Задание — Какой цели, согласно отрывку, уже не имеет литературный Менандр-Милинда в III книге?

Ответ непрост. Начнем с того, что сама III книга более «литературна» и гораздо менее философична; по крайней мере, изложение в ней философии популяризовано и приспособлено для менее «продвинутых» адептов, совсем уж грубо говоря – для «чайников». Потому и злоупотребление многословными повторами порой напоминает руководство к начетничеству, не иначе, ибо здесь, когда литературный Менандр-Милинда уже не имеет цели уязвить и опровергнуть оппонента, как исторический царь первых двух книг, но лишь почтительно просит разрешить противоречия и всегда пребывает в несказанном в восторге от этого самого разрешения, повторы не играют той важной роли, что в предшествующих книгах, где они не давали ловкому коронованному софисту путем перестановки слов и подмены понятий (вроде платоновского примера с «отцом щенят») опровергнуть Нагасену.

Собранные данные —
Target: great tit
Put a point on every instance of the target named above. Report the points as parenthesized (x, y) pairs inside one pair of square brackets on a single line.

Ответ — Уязвить и опровергнуть оппонента.